* [Consigne de travail A] Indiquez si chacune des affirmations suivantes concorde avec l’article sur la Turquie au Sahel, en répondant par oui ou par non et en citant à l’identique les mots du texte qui tranchent. (i) La Turquie est devenue membre observateur de l’Union africaine en 2005. (ii) La Turquie occupe la troisième place parmi les pays les plus représentés diplomatiquement en Afrique. (iii) La base militaire turque en Libye compte environ deux mille soldats.
* [Consigne de travail B] D’après l’article sur la Turquie au Sahel, quels ministres faisaient partie de la délégation turque de haut rang reçue à Niamey ?
* [Consigne de travail C] Prolongez l’article sur la Turquie au Sahel à partir de sa dernière phrase.

Africa-Press – Cameroun. L’intérêt de la Turquie pour les pays africains du Sahel où ont eu lieu des coups d’État militaires s’est accru, et cela s’est clairement reflété dans les nombreuses visites mutuelles et la signature d’accords de coopération, dont certains concernent surtout l’exportation d’armes.

Ledit intérêt a débuté il y a de cela deux décennies, notamment à partir de 2005, lorsqu’Ankara, la Capitale de la Turquie, était devenue membre observateur de l’Union africaine et avait annoncé, la même année, la « Carte d’ouverture sur l’Afrique », ce qui incita la Turquie à s’efforcer d’étendre sa présence sur le continent africain qui, selon les estimations économiques, possède environ 65 % des ressources mondiales non exploitées.

C’est surtout à la suite de la vague de coups d’État survenus dans les pays du Sahel africain, amorcée en 2020 au Mali, et surtout au déclin de l’influence française et au rejet de sa présence en Afrique de l’Ouest, que la Turquie a décidé d’accroitre ses mouvements par les canaux de « l’armement et de la coopération économique » pour s’imposer en tant que partenaire fortement présent dans la région qui assiste à une course d’influence entre puissances mondiales.

Dans ce contexte, il importe de noter que la Turquie occupe la quatrième place parmi les pays les plus représentés diplomatiquement sur le continent africain, après les États-Unis, la Chine et la France, et les relations avec ses pays comptent parmi les principaux objectifs de la politique étrangère turque.

Cette dimension confirme l’intérêt de la Turquie pour la région du Sahel et l’Afrique de l’Ouest, ainsi que sa volonté de rivaliser pour une présence à la lumière du déclin de la présence militaire occidentale. Cependant, Ankara a un intérêt global dans les différents pays du continent, et la dimension militaire y est fortement présente. En effet, la Turquie dispose de deux bases militaires, la première en Somalie et comptant environ deux mille soldats, et la seconde en Libye, qui compte des dizaines de soldats en plus d’un certain nombre de drones armés et véhicules blindés.

• Des va-et-vient sans cesse pour consolider la nouvelle orientation turque

Le président turc recevant le PM nigérien Ali Mahamane Lamine Zeine

Parmi les visites les plus récentes rendues dans cette optique, on peut citer celle effectuée ces derniers jours par une importante délégation turque de haut rang comprenant les ministres des Affaires étrangères, de la Défense et de l’Énergie, en plus des chefs des services des Renseignements, et de l’Institution présidentielle des industries de défense, ainsi que du Ministre adjoint du commerce, à Niamey, et où les deux parties, la Turquie et le Niger, ont signé une « Déclaration d’intention de coopération dans le domaine du pétrole et du gaz naturel », stipulant « le soutien et l’encouragement des entreprises turques dans le développement des gisements de pétrole et de gaz naturel au Niger ».

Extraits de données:
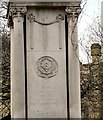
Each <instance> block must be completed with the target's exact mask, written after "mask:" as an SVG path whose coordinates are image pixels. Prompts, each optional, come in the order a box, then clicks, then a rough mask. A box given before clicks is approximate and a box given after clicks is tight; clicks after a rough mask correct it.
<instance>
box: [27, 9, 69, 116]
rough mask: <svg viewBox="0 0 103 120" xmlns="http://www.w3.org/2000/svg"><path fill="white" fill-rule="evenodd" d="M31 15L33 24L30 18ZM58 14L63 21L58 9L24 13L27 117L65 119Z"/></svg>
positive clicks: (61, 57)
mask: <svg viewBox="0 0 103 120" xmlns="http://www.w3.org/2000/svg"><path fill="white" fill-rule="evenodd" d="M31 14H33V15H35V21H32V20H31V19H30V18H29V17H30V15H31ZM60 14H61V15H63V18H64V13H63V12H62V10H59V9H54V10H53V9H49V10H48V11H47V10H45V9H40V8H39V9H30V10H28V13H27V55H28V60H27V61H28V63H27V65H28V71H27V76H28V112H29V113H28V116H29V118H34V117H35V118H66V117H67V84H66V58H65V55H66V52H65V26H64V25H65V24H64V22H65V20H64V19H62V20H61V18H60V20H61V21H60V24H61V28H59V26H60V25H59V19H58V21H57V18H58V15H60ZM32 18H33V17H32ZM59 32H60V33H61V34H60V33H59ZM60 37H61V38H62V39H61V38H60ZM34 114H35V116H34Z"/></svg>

* [Corrigé de l’exercice A]
(i) Oui : « à partir de 2005, lorsqu’Ankara, la Capitale de la Turquie, était devenue membre observateur de l’Union africaine ».
(ii) Non : « la Turquie occupe la quatrième place parmi les pays les plus représentés diplomatiquement sur le continent africain ».
(iii) Non : « la seconde en Libye, qui compte des dizaines de soldats ».

* [Corrigé de l’exercice B] Les ministres des Affaires étrangères, de la Défense et de l’Énergie, ainsi que le Ministre adjoint du commerce.

* [Corrigé de l’exercice C]
Bien avant cela, précisément vers la fin juin 2024, le nouveau Chef d’Etat-major de l’Armée de Terre malienne, le général de Brigade Harouna Samake, s’était rendu en Turquie, à l’invitation officielle de son homologue, le général Selçuk Bayraktaroğlu.

De son côté, le ministre turc de la Défense, Hulusi Akar, avait également reçu son homologue malien, le colonel Sadio Camara, à Ankara. Les deux parties ont discuté du renforcement de la coopération dans le domaine des industries de défense.

Il importe de rappeler qu’en signe du renforcement des relations bilatérales turco-maliennes, Bamako avait obtenu en décembre 2022 des « drones Bayraktar TB2 de fabrication turque ».

De même, en avril 2024, le président de transition du Burkina Faso, le capitaine Ibrahim Traoré, qui avait auparavant honoré Haluk Bayraktar, directeur général du fabricant turc de drones Baykar, de la Médaille d’État (la plus haute distinction du pays), a réceptionné par le biais de son ministère de la Défense un certain nombre de drones Bayraktar, qu’il avait acquis en Turquie.

De facto, un certain nombre de responsables du régime Traoré se sont rendus en Turquie et ont signé des accords de coopération avec leurs homologues turcs dans divers domaines, sachant que la même démarche a été entreprise par le Niger, qui, selon certains rapports, a reçu quant à lui des drones de fabrication turque, en mai 2022, ainsi que plusieurs autres pays de la région.

• Une stratégie expansive turque comme une « vis sans fin »

Un drone turc en action

Comme un certain nombre de pays en compétition pour l’Afrique, la Turquie cherche à consolider ses relations sécuritaires et militaires avec les pays africains, afin de renforcer son influence.

Dans ce contexte, elle a commencé par signer des accords avec plus de vingt-cinq pays du continent dans les secteurs de la défense et de la sécurité, notamment le Sénégal, le Mali et le Nigéria, et a également organisé des formations en matière de sécurité dans plus de dix pays, dont la Gambie.

Ceci dit, on s’attend à ce que le rôle de la base militaire turque en Libye augmente dans la période à venir, compte tenu des frontières de la Libye avec le Niger, qui relèvent des intérêts d’Ankara depuis l’époque de l’ancien président civil Mahamadou Issoufou, et après lui, Mohamed Bazoum, tout en entretenant désormais le même intérêt sous le régime de transition actuel du général Abderrahmane Tiani.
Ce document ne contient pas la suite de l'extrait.